GIVEN PASSAGE:
--- START ---

Hey, Macrena!

by

(Macrena the Younger, from a fresco in St. Sophia Cathedral in Kiev, courtesy of Wikimedia Commons)

 

Readings for the feast day of Macrena the Younger, Friday, July 19, 2019:

 

Psalm 119:97-104

Ecclesiasticus 51:13-22

Matthew 11:27-30

 

I had to chuckle when I started my research for today’s essay–I googled “Macrena” and got videos and step-by-step instructions on how to dance the Macarena.  So it’s safe to say that she’s not a saint that is in the forefront of the Google collective mind.

 

In some ways, I suppose it’s partly because she belongs to one of those categories of female saints who historically were lauded because they were lifelong virgins.  We’re not sure what to do with that these days, in a world where we struggle to define women independently of their reproductive organs.

 

What we need to consider, however, is how in her day, it was a huge pushback against traditional gender roles.  Macrena, named after grandmother, (that’s why she’s called Macrena the Younger), in many ways seemed destined to live a life of obscurity.  By age 12, as was the custom, her father arranged a marriage for her to a man from a good family–but he died before the nuptials could take place.  Macrena loved learning (from accounts, she was a person with a fairly extensive knowledge of the Bible), and she figured out pretty quickly that a wife’s life in those days didn’t leave much time for that.  Instead, she announced her decision to consider herself eternally betrothed to Christ, and embarked on a life of prayer and study.

 

The road still wasn’t easy, though.  After the death of her father, she and her mother founded a community of women who also saw themselves drawn to an ascetic life of prayer and study.  It was notable enough to garner the attention of Gregory of Nazianzus, and Eustathius of Sebaste, who loaned their patronage to the venture. Upon the death of her mother, on top of all that, she had primary responsibility for the rearing of her ten younger brothers.  Her brother Peter, helped her turn her family’s estate into a monastery and convent. You might recognize two of her brothers–Gregory of Nyssa and Basil the Great. She was clearly an influence in their lives. Three of her brothers (Basil, Gregory, Peter) became bishops.

 

Macrena’s community was well known for their generous and, at the time, radical hospitality.  For instance, in those days it was not unusual during a drought, for families to simply abandon their children.  Macrena and her brother Peter scoured the countryside for those children and took them in to their monastic communities.

 

It was Macrena’s conscious choice to live a life defiant of the social gender norms of the time that was ultimately her strength to not only pursue a life with her own ministry, but form the building up of the ministries of her brothers.

 

When is a time you found yourself pushing society’s norms, simply because you knew in your heart it was what you were called to do?

 

Maria Evans splits her week between being a pathologist and laboratory director in Kirksville, MO, and gratefully serving in the Episcopal Diocese of Missouri , as the Interim Pastor at Christ Episcopal Church, Rolla, MO.

--- END ---

STORED DATA:
--- START ---

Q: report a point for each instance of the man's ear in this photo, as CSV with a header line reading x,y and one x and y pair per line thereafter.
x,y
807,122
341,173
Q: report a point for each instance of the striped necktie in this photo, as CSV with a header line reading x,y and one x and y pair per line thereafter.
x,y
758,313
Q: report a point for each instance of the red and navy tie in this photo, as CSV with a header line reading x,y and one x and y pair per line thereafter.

--- END ---
--- START ---

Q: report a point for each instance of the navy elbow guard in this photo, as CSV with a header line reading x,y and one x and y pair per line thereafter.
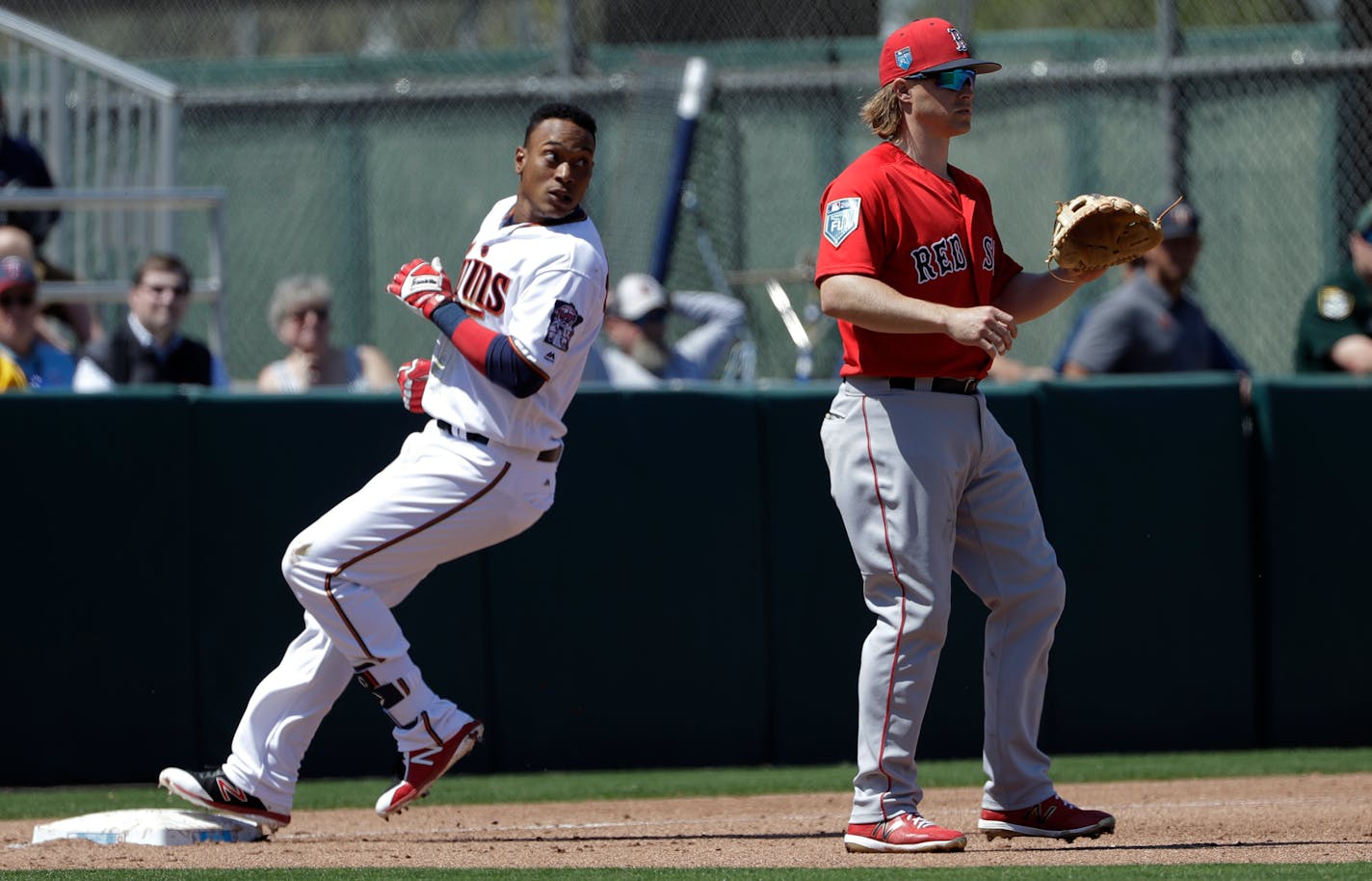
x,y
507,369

--- END ---

EXERCISE REQUIREMENTS:
A - Based on the Macrena essay, answer yes or no to each statement, quoting the exact words that decide it: (i) The man Macrena was promised to died before the wedding. (ii) Four of Macrena's brothers became bishops. (iii) Macrena and her brother Peter took in children who had been abandoned during droughts.
B - According to the Macrena essay, who was Macrena named after?
The material above stands apart from the Macrena essay.

ANSWERS BY TASK:
A -
(i) Yes: "but he died before the nuptials could take place."
(ii) No: "Three of her brothers (Basil, Gregory, Peter) became bishops."
(iii) Yes: "Macrena and her brother Peter scoured the countryside for those children and took them in to their monastic communities."

B - Her grandmother.